======== RECORDS SHOWN ========

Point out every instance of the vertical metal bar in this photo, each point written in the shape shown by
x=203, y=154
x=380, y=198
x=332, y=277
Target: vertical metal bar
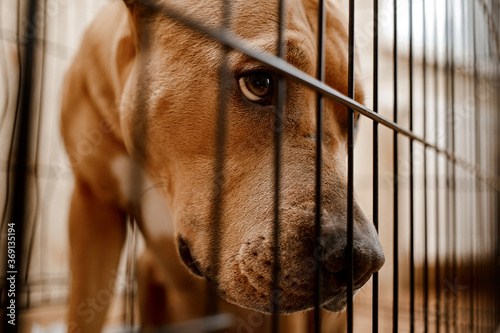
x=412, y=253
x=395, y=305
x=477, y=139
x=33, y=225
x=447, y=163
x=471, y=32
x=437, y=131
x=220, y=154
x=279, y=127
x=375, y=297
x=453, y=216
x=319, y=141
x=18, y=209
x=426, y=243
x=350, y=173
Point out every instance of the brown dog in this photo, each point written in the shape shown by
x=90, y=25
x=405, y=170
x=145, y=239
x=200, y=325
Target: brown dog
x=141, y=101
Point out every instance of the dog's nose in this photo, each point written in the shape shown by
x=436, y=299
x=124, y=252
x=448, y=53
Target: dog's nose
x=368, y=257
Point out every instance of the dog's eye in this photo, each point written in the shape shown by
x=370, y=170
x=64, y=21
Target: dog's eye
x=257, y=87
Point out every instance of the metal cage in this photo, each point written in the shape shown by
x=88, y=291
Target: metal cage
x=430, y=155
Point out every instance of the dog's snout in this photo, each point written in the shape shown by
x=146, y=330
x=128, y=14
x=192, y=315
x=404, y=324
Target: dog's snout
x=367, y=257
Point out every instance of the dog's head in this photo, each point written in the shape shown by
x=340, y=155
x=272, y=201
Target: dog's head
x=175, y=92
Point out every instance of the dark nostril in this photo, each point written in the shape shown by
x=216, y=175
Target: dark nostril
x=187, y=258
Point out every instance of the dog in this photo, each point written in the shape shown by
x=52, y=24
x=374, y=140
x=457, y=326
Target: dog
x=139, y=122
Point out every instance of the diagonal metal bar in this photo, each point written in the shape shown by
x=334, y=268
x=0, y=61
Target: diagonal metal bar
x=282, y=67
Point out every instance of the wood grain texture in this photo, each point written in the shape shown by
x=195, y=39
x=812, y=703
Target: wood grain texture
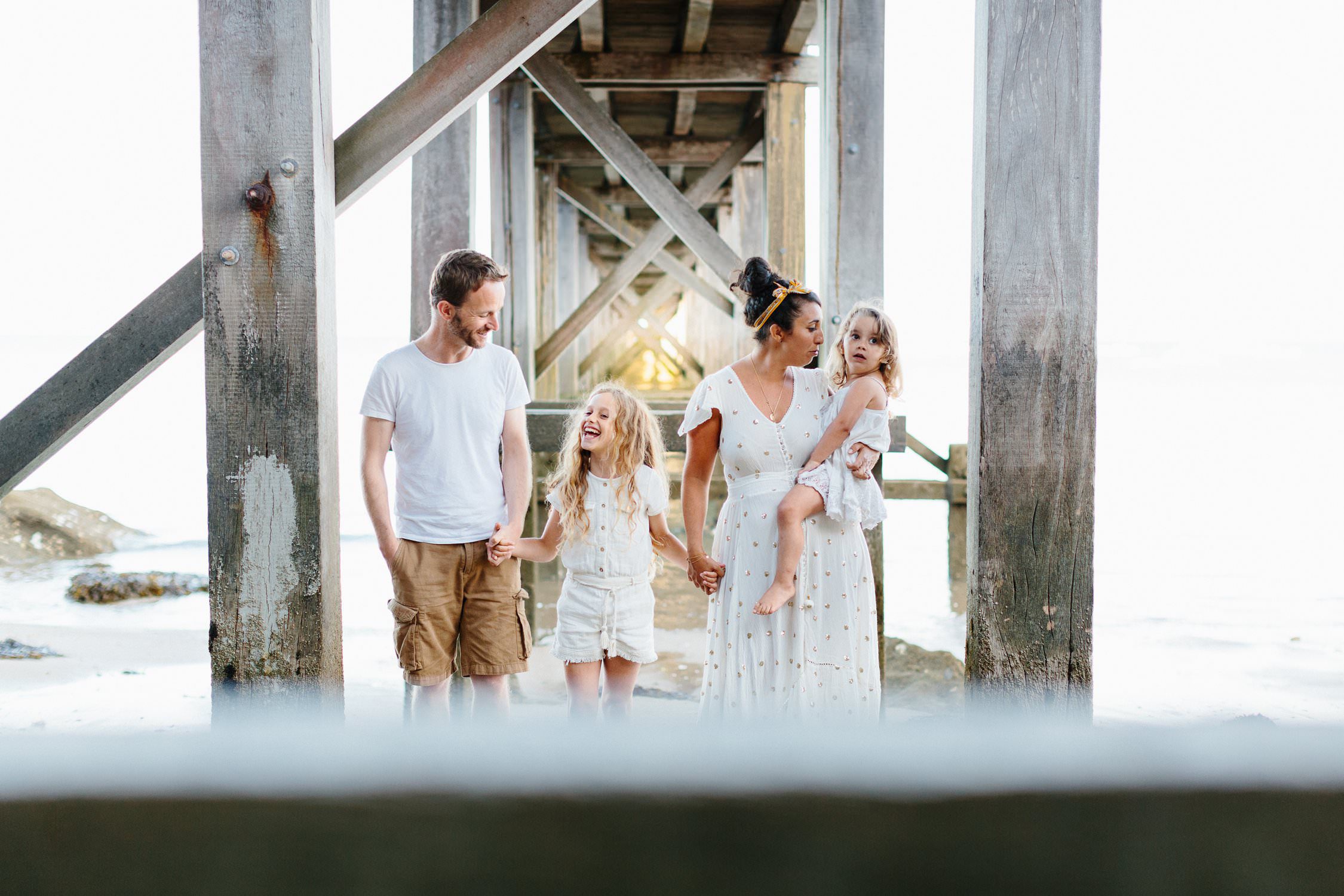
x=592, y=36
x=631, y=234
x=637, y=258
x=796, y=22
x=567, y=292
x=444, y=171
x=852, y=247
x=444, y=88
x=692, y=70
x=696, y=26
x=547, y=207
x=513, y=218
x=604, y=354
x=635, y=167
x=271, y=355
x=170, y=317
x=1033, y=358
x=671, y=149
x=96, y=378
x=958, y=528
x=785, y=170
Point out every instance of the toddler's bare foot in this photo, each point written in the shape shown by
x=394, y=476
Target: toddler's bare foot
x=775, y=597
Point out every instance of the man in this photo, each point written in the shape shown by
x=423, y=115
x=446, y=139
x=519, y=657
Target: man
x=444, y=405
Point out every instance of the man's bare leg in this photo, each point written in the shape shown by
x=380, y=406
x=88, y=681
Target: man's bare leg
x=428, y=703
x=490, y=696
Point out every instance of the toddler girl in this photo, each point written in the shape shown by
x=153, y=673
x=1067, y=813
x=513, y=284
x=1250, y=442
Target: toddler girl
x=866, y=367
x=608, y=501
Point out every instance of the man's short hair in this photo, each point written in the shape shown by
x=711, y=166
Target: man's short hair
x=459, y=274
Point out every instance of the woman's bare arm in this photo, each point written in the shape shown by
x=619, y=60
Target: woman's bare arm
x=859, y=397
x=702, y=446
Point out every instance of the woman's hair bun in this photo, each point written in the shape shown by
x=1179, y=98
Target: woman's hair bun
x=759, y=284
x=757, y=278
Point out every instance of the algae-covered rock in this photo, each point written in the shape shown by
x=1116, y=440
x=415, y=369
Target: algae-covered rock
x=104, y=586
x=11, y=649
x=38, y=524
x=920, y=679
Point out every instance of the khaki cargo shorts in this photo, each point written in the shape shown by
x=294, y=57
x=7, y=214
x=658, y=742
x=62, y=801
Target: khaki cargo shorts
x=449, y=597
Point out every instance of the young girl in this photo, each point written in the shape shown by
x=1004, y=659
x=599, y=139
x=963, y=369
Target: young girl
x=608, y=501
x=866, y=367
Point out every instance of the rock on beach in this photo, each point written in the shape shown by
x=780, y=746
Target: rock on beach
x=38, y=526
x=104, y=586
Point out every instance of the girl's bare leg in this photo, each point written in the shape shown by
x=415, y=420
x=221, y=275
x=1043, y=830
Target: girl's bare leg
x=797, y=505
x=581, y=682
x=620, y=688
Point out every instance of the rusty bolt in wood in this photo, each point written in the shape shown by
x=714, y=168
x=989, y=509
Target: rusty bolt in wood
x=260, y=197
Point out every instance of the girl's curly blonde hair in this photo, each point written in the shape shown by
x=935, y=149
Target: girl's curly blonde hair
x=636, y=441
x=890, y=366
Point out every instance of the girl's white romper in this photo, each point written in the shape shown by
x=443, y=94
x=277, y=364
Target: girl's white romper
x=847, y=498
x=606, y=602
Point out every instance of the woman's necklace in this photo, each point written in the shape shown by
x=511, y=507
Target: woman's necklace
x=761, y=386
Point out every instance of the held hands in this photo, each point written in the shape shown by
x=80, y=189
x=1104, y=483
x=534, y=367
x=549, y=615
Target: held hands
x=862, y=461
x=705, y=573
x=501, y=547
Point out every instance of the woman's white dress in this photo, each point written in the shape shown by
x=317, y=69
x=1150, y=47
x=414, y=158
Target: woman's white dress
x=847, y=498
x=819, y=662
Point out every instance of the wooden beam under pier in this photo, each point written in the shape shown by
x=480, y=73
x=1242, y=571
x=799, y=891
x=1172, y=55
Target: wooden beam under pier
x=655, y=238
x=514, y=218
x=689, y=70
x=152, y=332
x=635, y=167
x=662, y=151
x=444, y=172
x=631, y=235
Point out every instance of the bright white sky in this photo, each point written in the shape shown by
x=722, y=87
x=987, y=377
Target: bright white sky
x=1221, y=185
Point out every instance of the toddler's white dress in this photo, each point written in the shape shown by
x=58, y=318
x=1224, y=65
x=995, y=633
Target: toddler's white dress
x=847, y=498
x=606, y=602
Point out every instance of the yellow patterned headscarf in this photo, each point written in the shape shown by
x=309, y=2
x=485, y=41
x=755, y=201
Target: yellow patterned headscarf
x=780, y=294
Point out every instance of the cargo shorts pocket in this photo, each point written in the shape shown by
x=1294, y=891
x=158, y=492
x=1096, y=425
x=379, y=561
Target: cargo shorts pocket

========

■ **EXERCISE DESCRIPTION**
When a line in the data above contains the string "pocket", copy that line.

■ **WRITTEN RESPONSE**
Point out every instance of the cargo shorts pocket in this photo, each point written in the shape shown by
Target: cargo shorts pocket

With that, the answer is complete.